Text shown:
Reducing Hallucinations in Language Model-based SPARQL Query Generation Using Post-Generation Memory Retrieval
This addresses a critical issue for knowledge graph applications where factual errors in SPARQL queries can undermine real-world information retrieval.
The paper tackles the problem of hallucinations in language model-based SPARQL query generation by introducing PGMR, a modular framework that uses post-generation memory retrieval to enhance accuracy. The results show that PGMR significantly reduces URI hallucinations, nearly eliminating them in some scenarios.

Questions on the material:
a. In the text on SPARQL query generation, what kind of hallucinations does PGMR significantly reduce?
b. Please write the next part of the text on SPARQL query generation, picking up after its last sentence.

Records supplied:
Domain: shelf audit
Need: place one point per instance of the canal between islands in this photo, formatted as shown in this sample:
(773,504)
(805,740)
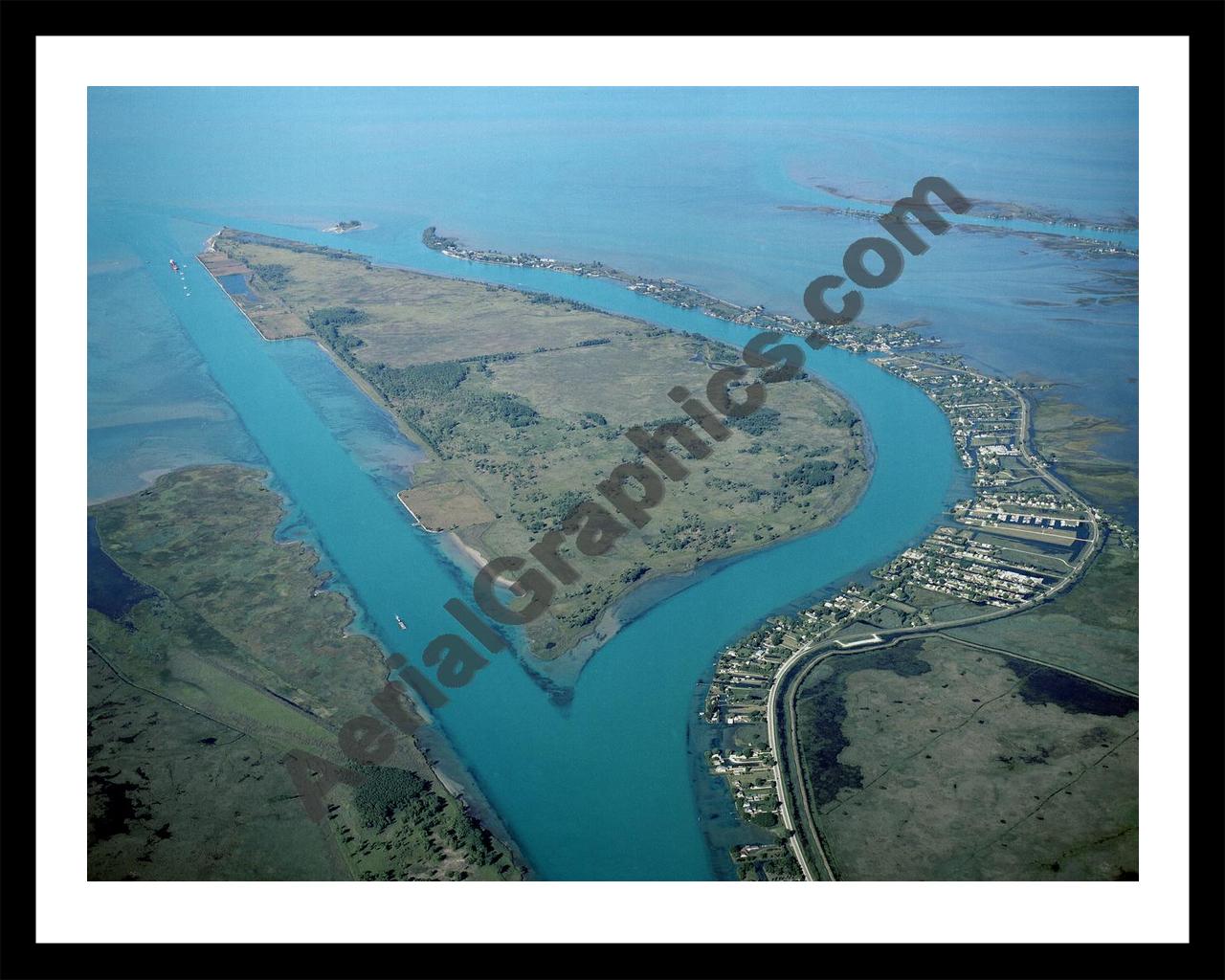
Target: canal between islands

Per-task outputs:
a. URI hallucinations.

b.
The ability to generate SPARQL queries from natural language questions is crucial for ensuring efficient and accurate retrieval of structured data from knowledge graphs (KG). While large language models (LLMs) have been widely adopted for SPARQL query generation, they are often susceptible to hallucinations and out-of-distribution errors when producing KG elements like Uniform Resource Identifiers (URIs) based on internal parametric knowledge. This often results in content that appears plausible but is factually incorrect, posing significant challenges for their use in real-world information retrieval (IR) applications. This has led to increased research aimed at detecting and mitigating such errors. In this paper, we introduce PGMR (Post-Generation Memory Retrieval), a modular framework that incorporates a non-parametric memory module to retrieve KG elements and enhance LLM-based SPARQL query generation. Our experimental results indicate that PGMR consistently delivers strong performance across diverse datasets, data distributions, and LLMs. Notably, PGMR significantly mitigates URI hallucinations, nearly eliminating the problem in several scenarios.